[Materials provided]:
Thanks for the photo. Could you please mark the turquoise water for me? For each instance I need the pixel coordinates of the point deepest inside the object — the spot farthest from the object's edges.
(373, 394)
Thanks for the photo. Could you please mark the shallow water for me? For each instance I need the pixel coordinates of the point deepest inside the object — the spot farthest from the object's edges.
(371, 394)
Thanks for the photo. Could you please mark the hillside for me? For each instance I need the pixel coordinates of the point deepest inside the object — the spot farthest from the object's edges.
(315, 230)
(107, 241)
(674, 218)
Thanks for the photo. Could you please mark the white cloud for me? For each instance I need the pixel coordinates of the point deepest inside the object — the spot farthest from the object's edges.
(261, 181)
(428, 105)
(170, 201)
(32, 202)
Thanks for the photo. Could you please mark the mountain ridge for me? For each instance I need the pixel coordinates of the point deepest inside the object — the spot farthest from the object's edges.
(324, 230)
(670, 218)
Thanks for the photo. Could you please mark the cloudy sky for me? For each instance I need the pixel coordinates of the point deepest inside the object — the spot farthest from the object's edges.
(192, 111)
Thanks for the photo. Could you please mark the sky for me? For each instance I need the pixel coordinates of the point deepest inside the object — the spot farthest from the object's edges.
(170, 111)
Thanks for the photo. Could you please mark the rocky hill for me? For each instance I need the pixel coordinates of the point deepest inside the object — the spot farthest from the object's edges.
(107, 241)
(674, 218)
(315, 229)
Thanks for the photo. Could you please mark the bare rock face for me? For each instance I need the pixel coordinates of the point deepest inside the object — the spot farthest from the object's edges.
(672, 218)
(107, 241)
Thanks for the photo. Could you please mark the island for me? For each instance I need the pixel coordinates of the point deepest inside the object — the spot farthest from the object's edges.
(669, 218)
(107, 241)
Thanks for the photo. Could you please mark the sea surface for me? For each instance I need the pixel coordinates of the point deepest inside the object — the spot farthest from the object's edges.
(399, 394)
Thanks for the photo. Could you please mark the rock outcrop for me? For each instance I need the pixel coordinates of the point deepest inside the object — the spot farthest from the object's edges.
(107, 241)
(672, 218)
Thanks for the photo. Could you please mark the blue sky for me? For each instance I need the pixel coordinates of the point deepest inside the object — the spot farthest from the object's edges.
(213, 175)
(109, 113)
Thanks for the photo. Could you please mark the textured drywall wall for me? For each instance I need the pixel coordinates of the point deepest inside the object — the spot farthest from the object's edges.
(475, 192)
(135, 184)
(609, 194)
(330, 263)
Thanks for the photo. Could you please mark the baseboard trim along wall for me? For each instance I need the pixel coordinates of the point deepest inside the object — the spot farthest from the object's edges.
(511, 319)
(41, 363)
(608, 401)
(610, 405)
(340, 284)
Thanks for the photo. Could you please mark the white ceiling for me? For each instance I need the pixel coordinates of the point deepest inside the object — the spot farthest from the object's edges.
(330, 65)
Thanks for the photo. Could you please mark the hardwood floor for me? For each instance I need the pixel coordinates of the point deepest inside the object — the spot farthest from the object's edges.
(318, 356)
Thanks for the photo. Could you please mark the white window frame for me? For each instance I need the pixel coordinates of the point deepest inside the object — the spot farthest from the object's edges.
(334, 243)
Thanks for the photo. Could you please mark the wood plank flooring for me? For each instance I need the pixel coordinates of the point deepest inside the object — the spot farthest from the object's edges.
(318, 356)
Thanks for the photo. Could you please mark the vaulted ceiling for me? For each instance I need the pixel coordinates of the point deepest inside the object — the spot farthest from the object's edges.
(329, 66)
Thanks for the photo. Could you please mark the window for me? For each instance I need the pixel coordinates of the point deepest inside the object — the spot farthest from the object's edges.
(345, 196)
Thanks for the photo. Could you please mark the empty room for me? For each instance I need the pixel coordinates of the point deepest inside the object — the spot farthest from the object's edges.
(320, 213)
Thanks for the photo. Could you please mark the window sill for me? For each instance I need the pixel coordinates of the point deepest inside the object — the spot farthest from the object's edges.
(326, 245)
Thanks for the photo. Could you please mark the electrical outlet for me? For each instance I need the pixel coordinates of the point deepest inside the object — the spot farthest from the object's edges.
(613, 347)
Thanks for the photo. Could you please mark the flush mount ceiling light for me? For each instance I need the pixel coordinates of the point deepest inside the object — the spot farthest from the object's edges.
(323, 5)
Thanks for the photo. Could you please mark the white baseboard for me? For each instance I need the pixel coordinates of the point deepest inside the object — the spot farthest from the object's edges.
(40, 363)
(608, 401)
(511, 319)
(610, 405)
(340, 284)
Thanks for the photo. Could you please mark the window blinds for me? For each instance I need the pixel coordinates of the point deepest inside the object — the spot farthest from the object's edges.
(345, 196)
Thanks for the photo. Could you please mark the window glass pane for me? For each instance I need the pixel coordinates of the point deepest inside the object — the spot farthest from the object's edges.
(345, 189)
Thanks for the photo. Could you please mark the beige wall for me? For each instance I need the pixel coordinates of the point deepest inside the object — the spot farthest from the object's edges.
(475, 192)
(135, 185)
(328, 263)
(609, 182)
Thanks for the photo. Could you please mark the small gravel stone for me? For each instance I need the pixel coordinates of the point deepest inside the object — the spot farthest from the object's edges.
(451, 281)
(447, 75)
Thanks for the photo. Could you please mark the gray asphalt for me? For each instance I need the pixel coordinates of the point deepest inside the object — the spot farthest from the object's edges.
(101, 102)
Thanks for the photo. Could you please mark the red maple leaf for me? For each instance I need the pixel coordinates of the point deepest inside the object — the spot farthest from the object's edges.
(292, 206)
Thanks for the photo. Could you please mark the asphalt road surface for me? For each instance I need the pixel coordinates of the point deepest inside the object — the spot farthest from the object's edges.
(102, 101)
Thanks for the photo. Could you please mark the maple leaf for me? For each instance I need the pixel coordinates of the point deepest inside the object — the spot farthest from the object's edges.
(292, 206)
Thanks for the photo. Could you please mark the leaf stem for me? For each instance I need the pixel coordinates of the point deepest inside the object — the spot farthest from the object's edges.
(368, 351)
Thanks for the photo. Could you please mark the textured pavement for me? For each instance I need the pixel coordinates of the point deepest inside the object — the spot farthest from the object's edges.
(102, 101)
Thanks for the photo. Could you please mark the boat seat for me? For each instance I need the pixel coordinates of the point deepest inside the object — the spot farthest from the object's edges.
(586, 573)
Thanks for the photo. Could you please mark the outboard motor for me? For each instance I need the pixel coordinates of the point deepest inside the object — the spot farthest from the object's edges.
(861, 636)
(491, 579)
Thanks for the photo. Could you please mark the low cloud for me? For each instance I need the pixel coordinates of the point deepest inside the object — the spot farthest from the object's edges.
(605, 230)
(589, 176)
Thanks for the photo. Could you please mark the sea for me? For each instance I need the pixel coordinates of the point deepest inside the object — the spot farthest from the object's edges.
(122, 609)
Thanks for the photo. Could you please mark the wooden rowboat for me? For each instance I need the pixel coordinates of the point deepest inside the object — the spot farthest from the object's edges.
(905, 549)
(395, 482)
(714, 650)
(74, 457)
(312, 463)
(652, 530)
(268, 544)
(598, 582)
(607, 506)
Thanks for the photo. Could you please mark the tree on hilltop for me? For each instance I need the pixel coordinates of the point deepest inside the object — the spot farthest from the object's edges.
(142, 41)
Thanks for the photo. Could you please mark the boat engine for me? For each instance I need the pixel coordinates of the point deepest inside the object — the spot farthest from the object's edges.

[Your objective]: Write the material out once more, keeping each line exact.

[Written answer]:
Thanks for the photo. Could you please mark the turquoise water for me? For each instance I need the pixel coordinates of the point deepest inside the object — the spot farthest from the object's edges.
(373, 394)
Thanks for the photo. Could you please mark the shallow water for me? For each instance I need the pixel coordinates of the point deepest inside the object — the spot farthest from the object's edges.
(371, 394)
Thanks for the photo. Could you please mark the hillside for me? For each instance I need the pixel coordinates of the point deepest inside the object — the spot farthest from the object's edges.
(315, 230)
(107, 241)
(674, 218)
Thanks for the photo. Could you please mark the white cloud for me? For each instance I need the pixel coordinates of the point deepest inside the object — the spot farthest from the object's edges.
(261, 181)
(428, 105)
(170, 201)
(32, 202)
Thanks for the photo. Could you please mark the mountain ridge for me? For each instance I need the pixel coordinates of the point deepest inside the object — the spot farthest from the object's edges.
(324, 230)
(670, 218)
Thanks for the photo. Could you please mark the cloudy sky for me? For each instance I need the pixel coordinates of the point deepest inside the object — the spot farthest from the object's edges.
(192, 111)
Thanks for the photo. Could you please mark the sky for me? For each instance I need the pixel coordinates of the point deepest inside the object — the spot farthest from the object's edges.
(170, 111)
Thanks for the photo. Could you please mark the rocky hill for me? For each instance I need the pixel coordinates of the point deepest inside the object — the spot farthest from the object's edges.
(107, 241)
(674, 218)
(315, 229)
Thanks for the photo. Could you please mark the bare rock face for me? For each instance I need the pixel coordinates of the point deepest inside the object — the spot farthest from the object's edges.
(672, 218)
(107, 241)
Thanks for the photo. Could you please mark the island for me? For each instance I need the pixel coordinates of the point deepest inside the object — the spot farthest from the object's edges.
(669, 218)
(107, 241)
Thanks for the photo. Could you please mark the sea surface for me? For each instance I need the pixel coordinates of the point deepest inside the object — the spot farthest from the object's edges.
(399, 394)
Thanks for the photo. Could you please mark the rock outcrop for me? For each instance I need the pixel coordinates of the point deepest inside the object — the spot farthest from the object's edges.
(107, 241)
(672, 218)
Thanks for the photo. Could you please mark the blue sky for me? For each instance I need the pixel coordinates of the point deepest inside the object — the spot farthest from the object's edges.
(213, 175)
(109, 113)
Thanks for the photo. Could you please mark the textured drywall wall for me? For each instance I need the pixel coordinates of the point deepest inside the object — the spot farthest from the object's edges.
(475, 192)
(135, 184)
(609, 194)
(330, 263)
Thanks for the photo. Could you please mark the baseboard trim along wall for me? For each instance I need the pixel coordinates of the point deepest inside the object — the spot farthest from the object's edges.
(511, 319)
(41, 363)
(608, 401)
(610, 405)
(340, 284)
Thanks for the photo. Could you please mark the white ceiling for me? For each instance I need the pixel coordinates of the point deepest inside the object — the spot farthest from the object's edges.
(330, 65)
Thanks for the photo. Could you please mark the hardwood floor for me? For each instance I need the pixel coordinates of the point deepest inside the object — the spot farthest from the object's edges.
(318, 356)
Thanks for the photo. Could you please mark the white window frame for me? For each instance I need the pixel coordinates of the point deepest inside the object — the spot farthest from the object's edges.
(334, 243)
Thanks for the photo. Could you please mark the wood plank flooring for me? For each instance I need the pixel coordinates of the point deepest inside the object — the spot farthest from the object's edges.
(318, 356)
Thanks for the photo. Could you please mark the vaulted ceiling for me? For each instance I need the pixel coordinates of the point deepest inside the object — the spot farthest from the object's edges.
(329, 66)
Thanks for the photo. Could you please mark the window for me? For each instance I need the pixel coordinates of the point deepest inside the object — the spot farthest from the object's edges.
(345, 196)
Thanks for the photo. Could you please mark the empty room for me? For each instance I need the pixel coordinates of the point deepest inside the object — the spot farthest from the object's edges.
(320, 213)
Thanks for the photo. Could you please mark the window sill for me? For each instance I need the pixel coordinates of the point deepest inside the object — the spot farthest from the object's edges.
(326, 245)
Thanks for the photo. Could you please mark the electrical outlet for me? For each instance I need the pixel coordinates of the point deepest inside the object — the spot farthest from the object's edges.
(613, 347)
Thanks for the photo. Could you please mark the flush mount ceiling light for me? For each instance I need the pixel coordinates of the point deepest inside the object — the spot farthest from the object's edges.
(323, 5)
Thanks for the photo. Could you please mark the white baseboard for me? For each instance I need the pixel coordinates of the point deepest inside the object — the spot farthest from the object's edges.
(40, 363)
(608, 401)
(511, 319)
(610, 405)
(340, 284)
Thanks for the photo. Could you please mark the window blinds for me? For each instance I need the pixel coordinates of the point deepest inside the object — the spot farthest from the object's edges.
(345, 196)
Thanks for the photo. Could you please mark the window glass pane for me? For each instance I need the pixel coordinates of the point deepest inside the object — the spot farthest from the object's edges.
(345, 189)
Thanks for the photo. Could you please mark the beige wall for me? For each instance I need the pixel coordinates of the point deepest inside the object — the spot farthest from the object's edges.
(475, 192)
(135, 185)
(328, 263)
(609, 182)
Thanks for the photo. Could you please mark the small gravel stone for me? For each instance I need the pixel coordinates of the point deepest inside the object — the spot farthest from the object's edges.
(451, 281)
(447, 75)
Thanks for the photo. Could you please mark the gray asphalt for me? For each instance I need the pixel coordinates of the point deepest inside the object — the spot farthest from the object's edges.
(101, 102)
Thanks for the photo. Could you please mark the red maple leaf for me? For each instance I need the pixel coordinates of the point deepest inside the object — the spot farthest from the object's edges.
(292, 206)
Thanks for the photo. Could you please mark the asphalt road surface for me? For each instance I need the pixel coordinates of the point deepest inside the object — the spot farthest from the object's edges.
(102, 101)
Thanks for the photo. Could you please mark the maple leaf for me? For each instance I need the pixel coordinates of the point deepest inside the object — the spot farthest from the object's edges.
(292, 206)
Thanks for the photo. Could you please mark the leaf stem for me? For each instance I need the pixel coordinates of the point deepest inside the object — the spot farthest from the object's edges.
(368, 351)
Thanks for the photo. Could you please mark the textured pavement for me? For each instance I need the pixel coordinates of the point deepest inside the object — the spot farthest from the object's edges.
(102, 101)
Thanks for the photo. Could you please mark the boat seat for me? For each instance I need the pixel coordinates of the point deepest inside the object — the spot farthest from the object's edges.
(586, 573)
Thanks for the photo. Could you please mark the outboard motor for me? For each instance I need the pixel coordinates of the point deepest inside the object — the spot farthest from the object's edges.
(861, 636)
(491, 579)
Thanks for the photo. Could you please mark the low cloud for me? For each instance I need the pixel coordinates of the point deepest inside the object — the spot farthest from the object's edges.
(605, 230)
(589, 176)
Thanks for the photo. Could you please mark the sea for me? For each instance I need the pixel coordinates of the point deepest inside the object — the spot farthest from the object's edges.
(122, 609)
Thanks for the photo. Could you please mark the wooden rowboat for me? For each instance I need the pixel coordinates of the point deepest inside the object — the spot farthest from the object's edges.
(905, 549)
(395, 482)
(714, 650)
(74, 457)
(312, 463)
(652, 530)
(268, 544)
(598, 582)
(607, 506)
Thanks for the photo. Could you please mark the tree on hilltop for me? For each instance I need the pixel coordinates of the point deepest inside the object — the spot farthest from the object's edges.
(142, 41)
Thanks for the photo. Could you please mark the boat engine for me? For each instance I need the pixel coordinates of the point deepest inside the object — the spot farthest from the object's edges.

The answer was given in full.